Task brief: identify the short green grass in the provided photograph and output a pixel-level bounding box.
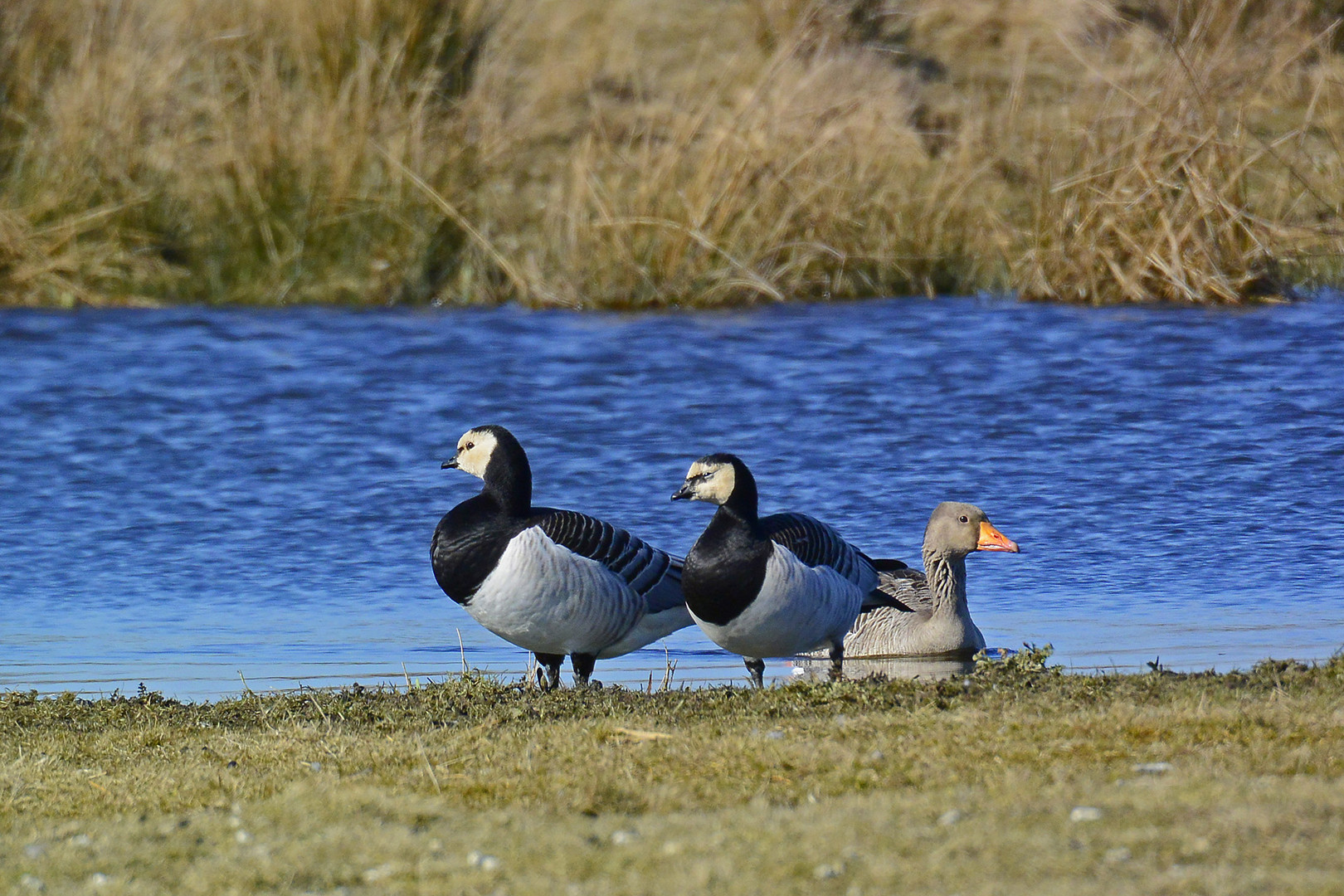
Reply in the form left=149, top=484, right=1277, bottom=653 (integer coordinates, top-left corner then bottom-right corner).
left=7, top=653, right=1344, bottom=894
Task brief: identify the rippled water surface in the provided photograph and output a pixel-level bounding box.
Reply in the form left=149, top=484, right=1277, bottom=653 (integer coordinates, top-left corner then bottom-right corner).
left=0, top=299, right=1344, bottom=699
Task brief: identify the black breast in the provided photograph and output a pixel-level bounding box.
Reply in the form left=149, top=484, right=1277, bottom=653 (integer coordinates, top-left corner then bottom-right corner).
left=429, top=494, right=525, bottom=605
left=681, top=509, right=774, bottom=625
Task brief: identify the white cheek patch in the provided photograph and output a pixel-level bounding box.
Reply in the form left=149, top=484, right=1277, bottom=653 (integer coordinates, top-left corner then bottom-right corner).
left=457, top=430, right=499, bottom=478
left=703, top=464, right=738, bottom=504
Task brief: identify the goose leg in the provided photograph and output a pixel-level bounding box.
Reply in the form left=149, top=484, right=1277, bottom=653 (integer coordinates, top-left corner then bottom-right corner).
left=830, top=640, right=844, bottom=681
left=536, top=653, right=564, bottom=690
left=570, top=653, right=597, bottom=688
left=742, top=657, right=765, bottom=688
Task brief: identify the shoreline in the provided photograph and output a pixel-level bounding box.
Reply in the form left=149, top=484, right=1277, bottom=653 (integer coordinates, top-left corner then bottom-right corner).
left=0, top=653, right=1344, bottom=894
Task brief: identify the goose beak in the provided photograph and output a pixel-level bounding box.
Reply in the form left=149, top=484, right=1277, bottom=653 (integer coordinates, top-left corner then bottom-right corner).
left=976, top=523, right=1021, bottom=553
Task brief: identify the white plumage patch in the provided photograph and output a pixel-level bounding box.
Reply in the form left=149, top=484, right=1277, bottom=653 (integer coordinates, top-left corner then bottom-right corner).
left=685, top=460, right=738, bottom=504
left=466, top=527, right=647, bottom=657
left=455, top=430, right=499, bottom=478
left=692, top=544, right=865, bottom=658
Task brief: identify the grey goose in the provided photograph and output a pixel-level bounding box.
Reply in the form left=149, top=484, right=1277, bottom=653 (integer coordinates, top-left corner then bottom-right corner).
left=430, top=426, right=691, bottom=688
left=672, top=454, right=878, bottom=686
left=844, top=501, right=1020, bottom=657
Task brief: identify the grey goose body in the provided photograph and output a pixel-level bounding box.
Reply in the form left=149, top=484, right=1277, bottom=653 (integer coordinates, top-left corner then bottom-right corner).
left=430, top=426, right=692, bottom=688
left=672, top=454, right=878, bottom=686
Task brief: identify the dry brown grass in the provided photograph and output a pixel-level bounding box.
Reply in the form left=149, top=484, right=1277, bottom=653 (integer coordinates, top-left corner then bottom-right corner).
left=0, top=0, right=1344, bottom=308
left=0, top=651, right=1344, bottom=896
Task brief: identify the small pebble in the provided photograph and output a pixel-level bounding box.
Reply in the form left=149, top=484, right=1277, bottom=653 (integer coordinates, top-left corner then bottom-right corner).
left=1134, top=762, right=1172, bottom=775
left=811, top=865, right=844, bottom=880
left=360, top=863, right=397, bottom=884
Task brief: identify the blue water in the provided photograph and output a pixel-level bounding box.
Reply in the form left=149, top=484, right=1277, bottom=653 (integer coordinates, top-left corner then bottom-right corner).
left=0, top=299, right=1344, bottom=699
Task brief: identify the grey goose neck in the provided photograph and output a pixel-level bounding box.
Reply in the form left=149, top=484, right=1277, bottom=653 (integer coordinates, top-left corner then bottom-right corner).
left=923, top=547, right=967, bottom=616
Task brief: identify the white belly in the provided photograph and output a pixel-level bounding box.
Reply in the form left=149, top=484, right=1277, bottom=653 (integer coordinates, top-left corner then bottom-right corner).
left=696, top=544, right=863, bottom=658
left=466, top=527, right=645, bottom=655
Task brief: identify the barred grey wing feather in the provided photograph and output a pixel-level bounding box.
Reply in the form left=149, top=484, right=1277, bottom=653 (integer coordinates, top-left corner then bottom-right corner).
left=865, top=568, right=933, bottom=612
left=536, top=509, right=681, bottom=601
left=761, top=514, right=878, bottom=590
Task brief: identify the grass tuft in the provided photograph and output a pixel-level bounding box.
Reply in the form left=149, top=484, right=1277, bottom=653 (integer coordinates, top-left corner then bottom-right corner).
left=0, top=658, right=1344, bottom=894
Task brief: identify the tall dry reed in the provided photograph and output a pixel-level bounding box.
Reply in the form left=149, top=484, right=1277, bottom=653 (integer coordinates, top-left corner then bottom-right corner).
left=0, top=0, right=1344, bottom=308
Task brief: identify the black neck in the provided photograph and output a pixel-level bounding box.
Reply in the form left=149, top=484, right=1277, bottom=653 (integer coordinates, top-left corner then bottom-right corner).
left=481, top=434, right=533, bottom=516
left=715, top=460, right=757, bottom=528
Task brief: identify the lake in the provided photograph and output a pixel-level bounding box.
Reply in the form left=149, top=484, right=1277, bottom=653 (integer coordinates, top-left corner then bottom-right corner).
left=0, top=297, right=1344, bottom=700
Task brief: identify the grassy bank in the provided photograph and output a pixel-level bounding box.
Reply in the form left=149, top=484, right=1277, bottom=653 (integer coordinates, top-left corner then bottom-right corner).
left=0, top=0, right=1344, bottom=308
left=7, top=655, right=1344, bottom=894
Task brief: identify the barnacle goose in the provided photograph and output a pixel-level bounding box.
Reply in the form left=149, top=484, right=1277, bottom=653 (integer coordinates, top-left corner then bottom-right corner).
left=827, top=501, right=1020, bottom=657
left=430, top=426, right=691, bottom=688
left=672, top=454, right=878, bottom=688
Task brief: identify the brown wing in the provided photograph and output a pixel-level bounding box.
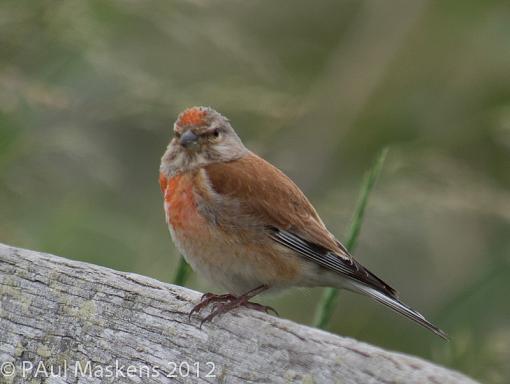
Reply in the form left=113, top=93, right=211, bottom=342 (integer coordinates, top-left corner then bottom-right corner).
left=206, top=153, right=344, bottom=256
left=205, top=153, right=396, bottom=297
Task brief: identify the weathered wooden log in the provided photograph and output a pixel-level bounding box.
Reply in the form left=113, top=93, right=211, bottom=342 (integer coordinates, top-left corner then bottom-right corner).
left=0, top=244, right=474, bottom=384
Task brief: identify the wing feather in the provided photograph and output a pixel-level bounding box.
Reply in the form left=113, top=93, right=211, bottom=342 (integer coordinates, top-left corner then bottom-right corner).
left=205, top=153, right=396, bottom=297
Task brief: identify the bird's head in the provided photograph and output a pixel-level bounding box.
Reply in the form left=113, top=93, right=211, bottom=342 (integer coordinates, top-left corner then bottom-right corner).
left=161, top=107, right=248, bottom=176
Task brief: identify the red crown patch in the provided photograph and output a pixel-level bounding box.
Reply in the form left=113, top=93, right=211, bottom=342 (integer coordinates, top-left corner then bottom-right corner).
left=177, top=107, right=206, bottom=126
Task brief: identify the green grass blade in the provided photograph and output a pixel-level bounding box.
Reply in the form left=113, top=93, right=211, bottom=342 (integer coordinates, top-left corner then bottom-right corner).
left=174, top=256, right=191, bottom=286
left=314, top=148, right=388, bottom=329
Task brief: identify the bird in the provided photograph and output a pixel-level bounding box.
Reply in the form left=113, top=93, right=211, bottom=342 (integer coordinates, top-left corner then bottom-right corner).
left=159, top=106, right=448, bottom=339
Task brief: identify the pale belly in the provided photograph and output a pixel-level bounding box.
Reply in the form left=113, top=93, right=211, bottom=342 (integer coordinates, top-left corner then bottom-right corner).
left=161, top=171, right=315, bottom=294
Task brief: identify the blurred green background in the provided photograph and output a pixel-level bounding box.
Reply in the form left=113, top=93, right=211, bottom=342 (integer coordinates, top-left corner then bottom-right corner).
left=0, top=0, right=510, bottom=383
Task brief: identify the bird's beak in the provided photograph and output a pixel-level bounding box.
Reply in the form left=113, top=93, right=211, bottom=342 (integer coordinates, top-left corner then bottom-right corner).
left=179, top=129, right=198, bottom=149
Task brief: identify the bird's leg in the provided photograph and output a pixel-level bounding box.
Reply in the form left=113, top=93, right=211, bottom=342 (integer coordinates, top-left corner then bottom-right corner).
left=188, top=292, right=237, bottom=320
left=200, top=285, right=278, bottom=326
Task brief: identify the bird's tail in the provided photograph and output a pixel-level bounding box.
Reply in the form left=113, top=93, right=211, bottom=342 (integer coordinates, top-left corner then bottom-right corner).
left=351, top=282, right=448, bottom=340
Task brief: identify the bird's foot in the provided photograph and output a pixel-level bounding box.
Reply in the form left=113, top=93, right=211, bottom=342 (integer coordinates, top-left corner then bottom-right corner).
left=200, top=295, right=279, bottom=327
left=189, top=285, right=279, bottom=327
left=188, top=292, right=237, bottom=320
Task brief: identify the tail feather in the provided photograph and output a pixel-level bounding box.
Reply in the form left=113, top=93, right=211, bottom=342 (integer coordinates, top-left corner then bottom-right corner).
left=353, top=282, right=448, bottom=340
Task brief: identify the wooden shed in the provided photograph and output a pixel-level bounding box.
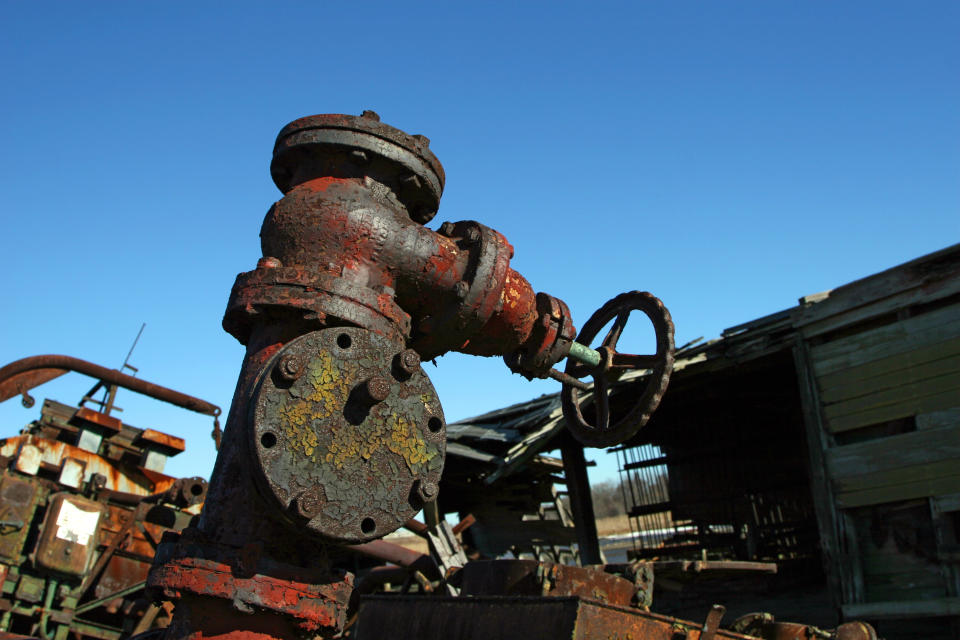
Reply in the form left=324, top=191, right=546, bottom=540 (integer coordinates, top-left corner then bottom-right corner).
left=618, top=245, right=960, bottom=638
left=451, top=244, right=960, bottom=639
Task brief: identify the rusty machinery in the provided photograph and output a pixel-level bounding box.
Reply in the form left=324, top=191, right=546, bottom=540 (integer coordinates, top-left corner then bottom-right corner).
left=0, top=355, right=220, bottom=640
left=148, top=111, right=876, bottom=640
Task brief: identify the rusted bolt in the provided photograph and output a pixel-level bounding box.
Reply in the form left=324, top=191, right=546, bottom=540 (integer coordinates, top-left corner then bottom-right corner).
left=277, top=353, right=303, bottom=382
left=361, top=376, right=390, bottom=405
left=257, top=256, right=283, bottom=269
left=397, top=349, right=420, bottom=376
left=417, top=480, right=440, bottom=502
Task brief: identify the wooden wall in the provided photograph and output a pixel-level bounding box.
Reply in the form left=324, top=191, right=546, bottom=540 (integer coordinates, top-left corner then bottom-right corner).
left=795, top=245, right=960, bottom=637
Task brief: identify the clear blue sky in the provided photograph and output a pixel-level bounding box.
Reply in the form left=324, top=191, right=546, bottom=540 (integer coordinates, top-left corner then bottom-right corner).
left=0, top=0, right=960, bottom=478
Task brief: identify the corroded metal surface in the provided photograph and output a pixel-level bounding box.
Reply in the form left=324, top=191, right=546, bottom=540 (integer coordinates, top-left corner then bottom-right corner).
left=0, top=356, right=219, bottom=640
left=0, top=355, right=220, bottom=416
left=357, top=595, right=750, bottom=640
left=461, top=560, right=636, bottom=606
left=147, top=536, right=353, bottom=640
left=159, top=111, right=684, bottom=638
left=251, top=327, right=445, bottom=542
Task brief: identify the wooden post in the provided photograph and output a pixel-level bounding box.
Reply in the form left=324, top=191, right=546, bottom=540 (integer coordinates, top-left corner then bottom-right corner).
left=560, top=432, right=602, bottom=566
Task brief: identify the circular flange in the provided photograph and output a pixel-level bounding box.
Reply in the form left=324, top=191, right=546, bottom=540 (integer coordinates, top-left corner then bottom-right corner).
left=250, top=327, right=446, bottom=543
left=270, top=111, right=446, bottom=224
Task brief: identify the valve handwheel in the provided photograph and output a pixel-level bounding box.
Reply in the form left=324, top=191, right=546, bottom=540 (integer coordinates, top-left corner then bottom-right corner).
left=560, top=291, right=673, bottom=447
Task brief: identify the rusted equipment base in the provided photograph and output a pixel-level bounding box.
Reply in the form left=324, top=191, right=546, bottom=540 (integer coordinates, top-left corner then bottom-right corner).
left=147, top=535, right=353, bottom=640
left=357, top=596, right=750, bottom=640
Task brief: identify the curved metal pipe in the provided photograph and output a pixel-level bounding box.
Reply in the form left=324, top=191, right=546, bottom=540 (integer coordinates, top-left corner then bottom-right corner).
left=0, top=355, right=220, bottom=417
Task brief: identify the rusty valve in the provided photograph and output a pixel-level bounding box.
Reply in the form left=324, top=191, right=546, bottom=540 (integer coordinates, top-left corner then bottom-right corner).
left=152, top=111, right=672, bottom=640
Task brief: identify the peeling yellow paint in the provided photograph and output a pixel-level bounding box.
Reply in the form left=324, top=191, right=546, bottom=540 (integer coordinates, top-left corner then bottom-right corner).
left=278, top=352, right=348, bottom=462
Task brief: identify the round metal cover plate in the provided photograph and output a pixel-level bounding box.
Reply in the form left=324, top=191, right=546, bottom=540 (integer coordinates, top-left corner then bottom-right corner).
left=250, top=327, right=446, bottom=543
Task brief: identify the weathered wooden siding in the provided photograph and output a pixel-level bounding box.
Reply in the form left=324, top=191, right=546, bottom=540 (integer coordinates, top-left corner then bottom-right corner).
left=795, top=245, right=960, bottom=618
left=811, top=304, right=960, bottom=433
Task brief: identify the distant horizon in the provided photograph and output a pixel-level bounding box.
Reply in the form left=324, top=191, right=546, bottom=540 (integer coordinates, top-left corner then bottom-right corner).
left=0, top=0, right=960, bottom=481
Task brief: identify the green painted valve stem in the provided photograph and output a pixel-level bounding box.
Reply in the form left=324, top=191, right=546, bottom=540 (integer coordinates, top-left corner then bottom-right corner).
left=567, top=342, right=600, bottom=367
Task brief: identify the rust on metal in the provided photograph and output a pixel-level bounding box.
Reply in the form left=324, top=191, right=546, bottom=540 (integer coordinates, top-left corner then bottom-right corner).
left=0, top=355, right=220, bottom=416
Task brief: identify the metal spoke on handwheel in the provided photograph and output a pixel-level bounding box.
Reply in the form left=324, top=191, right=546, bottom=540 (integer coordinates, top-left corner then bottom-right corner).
left=600, top=311, right=630, bottom=348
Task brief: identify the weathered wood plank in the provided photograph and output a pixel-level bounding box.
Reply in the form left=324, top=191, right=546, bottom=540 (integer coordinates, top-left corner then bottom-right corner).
left=795, top=244, right=960, bottom=335
left=836, top=464, right=960, bottom=509
left=795, top=278, right=960, bottom=339
left=833, top=458, right=960, bottom=498
left=793, top=334, right=844, bottom=605
left=843, top=598, right=960, bottom=620
left=917, top=408, right=960, bottom=431
left=817, top=337, right=960, bottom=402
left=810, top=305, right=960, bottom=378
left=931, top=493, right=960, bottom=513
left=826, top=425, right=960, bottom=480
left=823, top=366, right=960, bottom=421
left=828, top=387, right=960, bottom=433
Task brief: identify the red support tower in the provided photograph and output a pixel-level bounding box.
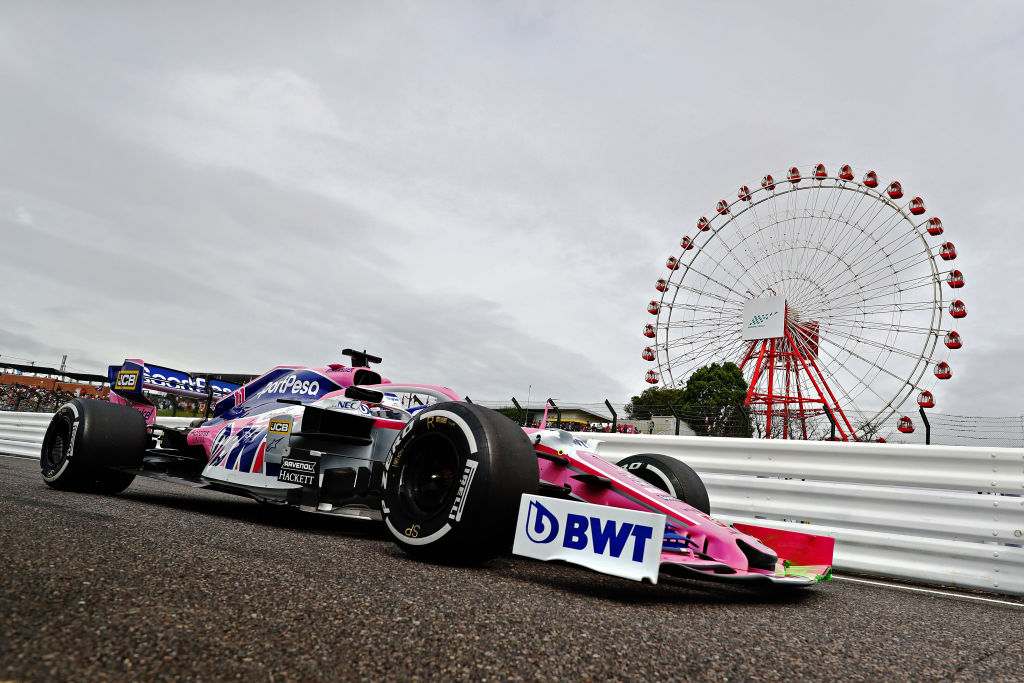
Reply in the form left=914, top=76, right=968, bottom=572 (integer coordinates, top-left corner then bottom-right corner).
left=740, top=305, right=857, bottom=441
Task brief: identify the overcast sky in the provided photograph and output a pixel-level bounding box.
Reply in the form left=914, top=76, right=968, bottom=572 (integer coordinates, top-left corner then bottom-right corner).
left=0, top=1, right=1024, bottom=415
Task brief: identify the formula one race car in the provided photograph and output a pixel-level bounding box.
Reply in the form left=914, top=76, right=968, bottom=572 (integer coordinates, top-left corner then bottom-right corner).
left=41, top=349, right=833, bottom=586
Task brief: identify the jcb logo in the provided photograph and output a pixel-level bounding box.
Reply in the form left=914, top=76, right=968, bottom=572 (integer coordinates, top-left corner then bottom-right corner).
left=114, top=370, right=138, bottom=389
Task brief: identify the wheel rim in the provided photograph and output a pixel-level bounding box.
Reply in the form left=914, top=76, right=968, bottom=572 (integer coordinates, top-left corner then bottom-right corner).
left=399, top=434, right=461, bottom=519
left=42, top=418, right=71, bottom=470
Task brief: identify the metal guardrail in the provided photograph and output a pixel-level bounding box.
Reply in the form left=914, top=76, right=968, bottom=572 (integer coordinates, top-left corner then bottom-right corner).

Problem:
Copy everything from the start of the listing down to the line containing "left=7, top=653, right=1344, bottom=894", substituting "mown lawn" for "short green grass" and leaving all else unchanged. Omit the picture from your copy.

Solution:
Task brief: identify the mown lawn in the provided photograph and output a pixel-level bounding box.
Reply in the form left=149, top=484, right=1277, bottom=653 (integer coordinates, top-left corner then bottom-right corner).
left=7, top=653, right=1344, bottom=894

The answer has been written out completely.